→ WHAT THE TASK ASKS: Reproduce the listing exactly. Omit pictures.
### RECORDS FOR THIS TASK ###
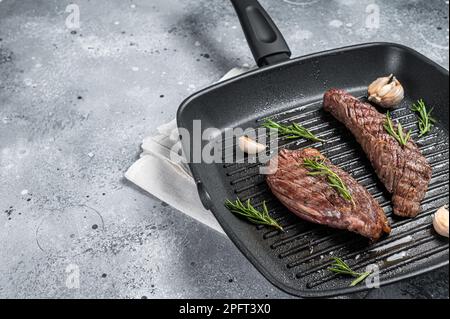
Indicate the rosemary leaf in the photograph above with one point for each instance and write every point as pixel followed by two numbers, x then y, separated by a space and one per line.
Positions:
pixel 425 120
pixel 292 131
pixel 252 214
pixel 317 167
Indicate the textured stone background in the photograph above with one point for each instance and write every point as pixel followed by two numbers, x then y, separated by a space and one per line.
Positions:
pixel 74 107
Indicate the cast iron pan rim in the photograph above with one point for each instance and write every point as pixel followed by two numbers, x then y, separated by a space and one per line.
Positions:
pixel 230 232
pixel 218 85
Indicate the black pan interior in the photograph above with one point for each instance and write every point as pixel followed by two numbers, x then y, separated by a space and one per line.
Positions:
pixel 296 260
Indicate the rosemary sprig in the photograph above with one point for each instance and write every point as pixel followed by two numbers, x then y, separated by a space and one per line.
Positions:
pixel 252 214
pixel 340 267
pixel 317 167
pixel 425 120
pixel 398 134
pixel 292 131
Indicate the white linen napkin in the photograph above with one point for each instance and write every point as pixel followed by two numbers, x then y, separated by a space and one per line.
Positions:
pixel 162 173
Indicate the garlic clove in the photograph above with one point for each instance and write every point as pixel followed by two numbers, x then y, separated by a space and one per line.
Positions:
pixel 386 91
pixel 440 221
pixel 249 146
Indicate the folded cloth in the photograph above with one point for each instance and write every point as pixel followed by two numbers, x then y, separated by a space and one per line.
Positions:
pixel 162 172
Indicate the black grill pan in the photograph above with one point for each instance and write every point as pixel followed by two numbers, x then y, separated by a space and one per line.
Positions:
pixel 291 90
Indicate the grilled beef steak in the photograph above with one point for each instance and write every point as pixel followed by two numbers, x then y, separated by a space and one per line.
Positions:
pixel 403 169
pixel 313 199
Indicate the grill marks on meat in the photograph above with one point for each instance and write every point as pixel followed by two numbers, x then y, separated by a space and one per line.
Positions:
pixel 313 199
pixel 403 170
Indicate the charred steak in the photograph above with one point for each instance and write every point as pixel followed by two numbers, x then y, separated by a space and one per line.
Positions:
pixel 313 199
pixel 403 170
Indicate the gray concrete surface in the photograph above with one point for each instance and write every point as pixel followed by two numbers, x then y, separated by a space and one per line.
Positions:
pixel 74 107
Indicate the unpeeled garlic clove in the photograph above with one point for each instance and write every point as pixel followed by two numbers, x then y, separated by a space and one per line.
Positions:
pixel 386 91
pixel 440 221
pixel 249 146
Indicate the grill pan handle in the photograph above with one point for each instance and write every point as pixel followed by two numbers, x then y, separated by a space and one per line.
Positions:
pixel 265 40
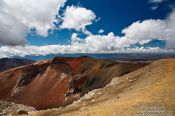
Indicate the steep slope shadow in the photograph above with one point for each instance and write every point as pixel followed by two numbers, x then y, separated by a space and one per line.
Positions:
pixel 59 82
pixel 147 91
pixel 8 63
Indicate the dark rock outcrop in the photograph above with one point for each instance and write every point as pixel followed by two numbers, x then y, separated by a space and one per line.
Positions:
pixel 59 82
pixel 8 63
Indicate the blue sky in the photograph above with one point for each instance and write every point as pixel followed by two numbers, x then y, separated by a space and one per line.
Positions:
pixel 114 15
pixel 86 26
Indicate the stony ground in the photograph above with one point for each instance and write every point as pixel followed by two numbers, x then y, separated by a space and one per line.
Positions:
pixel 148 91
pixel 12 109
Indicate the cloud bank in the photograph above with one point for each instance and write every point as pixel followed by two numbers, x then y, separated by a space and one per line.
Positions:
pixel 77 18
pixel 17 17
pixel 15 25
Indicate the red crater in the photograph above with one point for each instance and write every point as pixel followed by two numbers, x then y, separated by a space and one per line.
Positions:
pixel 59 82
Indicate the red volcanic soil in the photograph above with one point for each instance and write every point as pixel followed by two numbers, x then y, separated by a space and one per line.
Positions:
pixel 59 82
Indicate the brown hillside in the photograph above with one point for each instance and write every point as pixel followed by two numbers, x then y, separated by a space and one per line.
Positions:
pixel 58 82
pixel 148 91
###
→ PROBLEM SOLUTION:
Indicate the rosemary leaf in the photograph above with one point for each instance and write every point as pixel followed by two numbers, x then y, separated by a space and one per line.
Positions:
pixel 425 120
pixel 292 131
pixel 252 214
pixel 317 167
Indicate the textured stone background in the photograph above with one point for each instance and write every point as pixel followed by two numbers, x then y, separated by a space and one per line.
Positions:
pixel 74 107
Indicate the cast iron pan rim in the photograph above with one point for each instance and write every point as pixel followed by two numbers, x then y, separated by a space and one per line.
Positions:
pixel 230 232
pixel 218 85
Indicate the black pan interior in the photograph above with one point for each instance and write every point as pixel followed by two numbers, x then y, separated by a space and one per line.
Positions:
pixel 296 260
Indicate the rosemary sprig in the photograph above with one point for each instance and write every point as pixel followed by two numbers, x then y, separated by a space and one per line.
Positions:
pixel 252 214
pixel 340 267
pixel 317 167
pixel 425 120
pixel 398 134
pixel 292 131
Indicate the white linen napkin in the photograph above with one point for each instance and write every point as pixel followed by two numbers, x then y, separated by a space and one per line.
Positions:
pixel 162 173
Indicate the garlic clove in the photograph above with one point for each instance and write every point as pixel followed by two numbers, x then y, separated by a space and one per line.
Positions:
pixel 386 91
pixel 440 221
pixel 249 146
Indicate the folded cloth in the photograph above with one point for each instance and write every point as pixel followed by two numbers, x then y, separated by a space and one per line.
Positions:
pixel 162 172
Indicate the black grill pan in the photograph above with one point for each instance and write every point as pixel followed by two numbers, x then y, separated by a space and one per line.
Positions:
pixel 291 90
Indicate the grilled beef steak in the photograph above with one point for each instance and write every point as pixel followed by two numbers, x then y, separated by a space and one per line.
Positions:
pixel 403 169
pixel 313 199
Indicate the grill marks on meat in the photograph above with one point for each instance and write every point as pixel followed by two numbers, x then y, separated by a space and one per line.
Positions:
pixel 313 199
pixel 403 170
Indicate the charred steak in the photograph above with one point for each instance and write every point as pixel followed by two numbers, x then y, separated by a space and one per line.
Positions:
pixel 313 199
pixel 403 170
Indicate the gray concrete surface in the photograph above with one point for each instance and write every point as pixel followed by two numbers, x then y, separated by a space and one per line.
Positions:
pixel 74 107
Indicate the unpeeled garlic clove in the photograph above with one point for each instance and write every point as pixel followed by two numbers, x then y, separated by a space and one per line.
Positions:
pixel 386 91
pixel 440 221
pixel 249 146
Indicate the grill pan handle in the photograph above with one point for each instance and write every point as pixel followed by two numbers, x then y, separated by a space and one per line.
Positions:
pixel 265 40
Indicate the steep slope shadow in the photograph above with one point for each instance and write every point as pixel followed by two numbers, x then y, separated by a space and one per line.
Positions:
pixel 59 82
pixel 147 91
pixel 8 63
Indicate the dark rock outcrop in the photograph above with one point for each instance and write every point as pixel followed by two numbers, x then y, separated by a space and one per line.
Positions:
pixel 59 82
pixel 8 63
Indicate the blue sky in the photograph above with one point for each instance and write every point as pixel followed by two numbers, x then y, separated by a space and one per line.
Positions:
pixel 114 15
pixel 86 26
Indicate the stony ground in the photograph above with one point for each instance and write every point as pixel followed by two numbers, x then y, separated by a space and one per line.
Positions:
pixel 148 91
pixel 12 109
Indicate the cloud bank in the photograph above with one point for each instance and write every point as pixel followed by two numbers, x then y, separated by a space and one per line.
Positions:
pixel 77 18
pixel 17 17
pixel 15 25
Indicate the red crater in the photograph above with one point for each instance and write every point as pixel followed by two numbers, x then y, separated by a space and one per line.
Positions:
pixel 59 82
Indicate the red volcanic soil in the photograph above with one point for each instance and write every point as pixel followed by two numbers, x then y, separated by a space and one per line.
Positions:
pixel 59 82
Indicate the brown hillside in the photograph above with one point for each instance and write every point as pixel followed by two numbers, x then y, separated by a space and one per line.
Positions:
pixel 58 82
pixel 148 91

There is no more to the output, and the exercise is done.